TASK DATA:
--*--

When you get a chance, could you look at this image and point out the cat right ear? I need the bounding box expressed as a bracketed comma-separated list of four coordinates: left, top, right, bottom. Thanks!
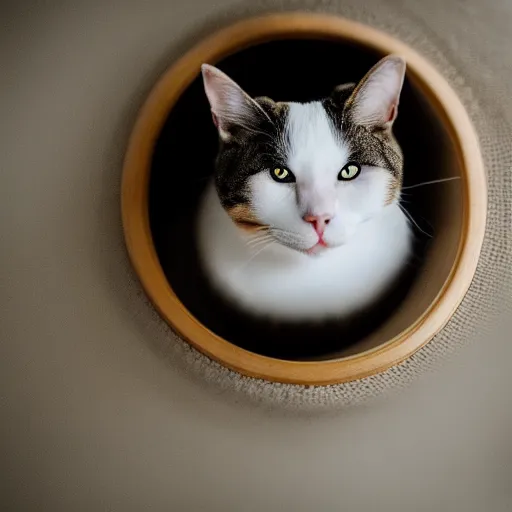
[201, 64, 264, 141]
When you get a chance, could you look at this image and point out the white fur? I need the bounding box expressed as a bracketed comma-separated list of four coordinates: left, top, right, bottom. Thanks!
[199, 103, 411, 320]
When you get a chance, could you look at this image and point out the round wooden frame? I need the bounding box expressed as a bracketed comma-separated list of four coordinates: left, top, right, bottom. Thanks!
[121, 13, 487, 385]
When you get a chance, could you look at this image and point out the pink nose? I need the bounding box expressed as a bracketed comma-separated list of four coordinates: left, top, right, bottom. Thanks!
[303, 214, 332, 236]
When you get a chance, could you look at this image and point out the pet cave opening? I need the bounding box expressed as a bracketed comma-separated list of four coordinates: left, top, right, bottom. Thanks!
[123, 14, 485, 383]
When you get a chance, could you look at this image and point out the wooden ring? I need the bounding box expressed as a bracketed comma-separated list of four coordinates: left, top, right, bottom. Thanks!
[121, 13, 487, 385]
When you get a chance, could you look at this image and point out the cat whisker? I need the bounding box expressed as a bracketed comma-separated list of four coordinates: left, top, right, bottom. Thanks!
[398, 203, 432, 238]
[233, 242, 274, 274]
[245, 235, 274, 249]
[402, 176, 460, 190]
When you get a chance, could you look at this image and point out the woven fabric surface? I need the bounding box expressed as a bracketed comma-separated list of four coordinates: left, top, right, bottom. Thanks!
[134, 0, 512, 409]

--*--

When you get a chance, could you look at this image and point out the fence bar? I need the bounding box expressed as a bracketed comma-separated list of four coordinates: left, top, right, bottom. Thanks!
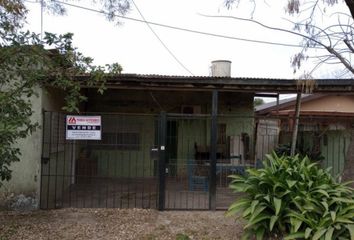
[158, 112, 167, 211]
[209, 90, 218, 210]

--*--

EXERCISE REQUIREMENTS:
Please rewrite the records from the line with "the cat right" up to and including the line with "[199, 103, 411, 320]", putting "photo" in place of "image" and changing nothing else. Omit the pictures from your answer.

RESPONSE TO THIS TASK:
When you get a chance, could you look at this photo and point out the cat right ear? I need the bounding box expressed as a bracketed comma-separated list of four coordinates: left, top, right, bottom. Thanks!
[201, 64, 264, 141]
When you get a chance, could you look at this photo and point out the white fur? I need the bounding box expressed as a bracketed comma-separated list of four coordinates: left, top, right, bottom. Thanks!
[199, 103, 411, 320]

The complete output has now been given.